What the task requires ::
Can you retype only the lines from the one with "Annotation task — locate each instance of the green flower" through the final line of the material, exactly as given?

Exercise input ::
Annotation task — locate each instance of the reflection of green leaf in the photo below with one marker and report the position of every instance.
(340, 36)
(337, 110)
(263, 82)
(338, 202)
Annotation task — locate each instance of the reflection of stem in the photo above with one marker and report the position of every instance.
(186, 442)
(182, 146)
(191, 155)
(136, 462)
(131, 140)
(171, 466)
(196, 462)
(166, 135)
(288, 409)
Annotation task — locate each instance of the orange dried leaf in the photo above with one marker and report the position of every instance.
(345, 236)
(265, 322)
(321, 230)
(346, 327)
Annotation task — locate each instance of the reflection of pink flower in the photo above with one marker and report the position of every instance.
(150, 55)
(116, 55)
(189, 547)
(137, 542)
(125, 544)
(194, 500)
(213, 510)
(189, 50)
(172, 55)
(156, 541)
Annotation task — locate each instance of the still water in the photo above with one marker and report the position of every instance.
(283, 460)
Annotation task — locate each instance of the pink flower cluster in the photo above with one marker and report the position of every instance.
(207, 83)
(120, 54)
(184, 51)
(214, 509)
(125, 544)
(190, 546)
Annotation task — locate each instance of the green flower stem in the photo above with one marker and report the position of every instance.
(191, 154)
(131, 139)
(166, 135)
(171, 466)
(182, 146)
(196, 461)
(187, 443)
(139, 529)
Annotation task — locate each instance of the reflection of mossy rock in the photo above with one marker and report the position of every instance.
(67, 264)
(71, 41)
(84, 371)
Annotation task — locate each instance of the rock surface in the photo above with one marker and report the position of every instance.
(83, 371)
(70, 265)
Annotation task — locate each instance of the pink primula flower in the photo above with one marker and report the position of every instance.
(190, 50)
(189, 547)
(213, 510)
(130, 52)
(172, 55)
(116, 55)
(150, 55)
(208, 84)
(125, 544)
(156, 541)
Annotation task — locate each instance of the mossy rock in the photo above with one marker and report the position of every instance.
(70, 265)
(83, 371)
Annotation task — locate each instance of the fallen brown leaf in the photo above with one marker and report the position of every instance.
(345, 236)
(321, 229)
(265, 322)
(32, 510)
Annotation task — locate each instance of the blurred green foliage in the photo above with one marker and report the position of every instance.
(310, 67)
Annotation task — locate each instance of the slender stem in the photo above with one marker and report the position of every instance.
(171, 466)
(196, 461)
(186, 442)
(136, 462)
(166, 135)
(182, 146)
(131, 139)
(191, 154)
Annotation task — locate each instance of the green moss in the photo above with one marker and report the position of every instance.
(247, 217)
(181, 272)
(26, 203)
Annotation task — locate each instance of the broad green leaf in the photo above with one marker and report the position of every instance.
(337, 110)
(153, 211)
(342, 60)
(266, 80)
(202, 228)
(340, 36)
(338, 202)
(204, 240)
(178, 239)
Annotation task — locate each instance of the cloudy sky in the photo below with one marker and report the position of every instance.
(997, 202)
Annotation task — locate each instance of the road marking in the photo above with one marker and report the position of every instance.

Response for this exercise ::
Annotation task — locate each instance of the green flower stem in the photo above with one marker and report the position of every instance.
(191, 154)
(131, 139)
(166, 135)
(171, 466)
(182, 146)
(196, 461)
(187, 443)
(139, 529)
Annotation task — locate each instance of the reflection of mossy rock in the photo above with one marker and report the position of every instance.
(67, 264)
(71, 41)
(84, 371)
Annotation task — locate each instance of the rock surface in the photo above with one marker and report the position of every instance.
(83, 371)
(70, 265)
Annotation task — locate each instance of the pink primula flower in the photo above with one marker and report the position of every instance.
(190, 50)
(189, 547)
(213, 510)
(130, 52)
(172, 55)
(116, 55)
(150, 55)
(208, 84)
(125, 544)
(156, 541)
Annotation task — locate each instance of the mossy rock in the photo above with one marker and report the position of every instance.
(70, 265)
(83, 371)
Annotation task — locate each instance of the fallen brown leaf in the photo above with one marker and report the position of every instance.
(345, 236)
(321, 229)
(265, 322)
(32, 510)
Annotation task — locate each instance of the blurred green foliage in the photo above with one marker and report the position of every instance.
(310, 67)
Annotation task — locate each instance of the slender stem in the photo above with one marker and report the position of every instance.
(171, 466)
(196, 461)
(186, 442)
(136, 462)
(166, 135)
(182, 146)
(131, 139)
(191, 154)
Annotation task — locate each instance of the green moss in the photo above with one marker and report the position of every instance.
(247, 217)
(181, 272)
(26, 203)
Annotation task — locate each instance of the broad green leaf in the photo above with one marker and report the position of every instance.
(337, 110)
(153, 211)
(342, 60)
(266, 80)
(202, 228)
(340, 36)
(338, 202)
(204, 240)
(178, 239)
Annotation task — locate each instance of the cloudy sky in the photo below with one marker and report the position of every instance.
(997, 202)
Annotation task — locate each instance of the road marking in the photo above with one marker and report the position of every instance.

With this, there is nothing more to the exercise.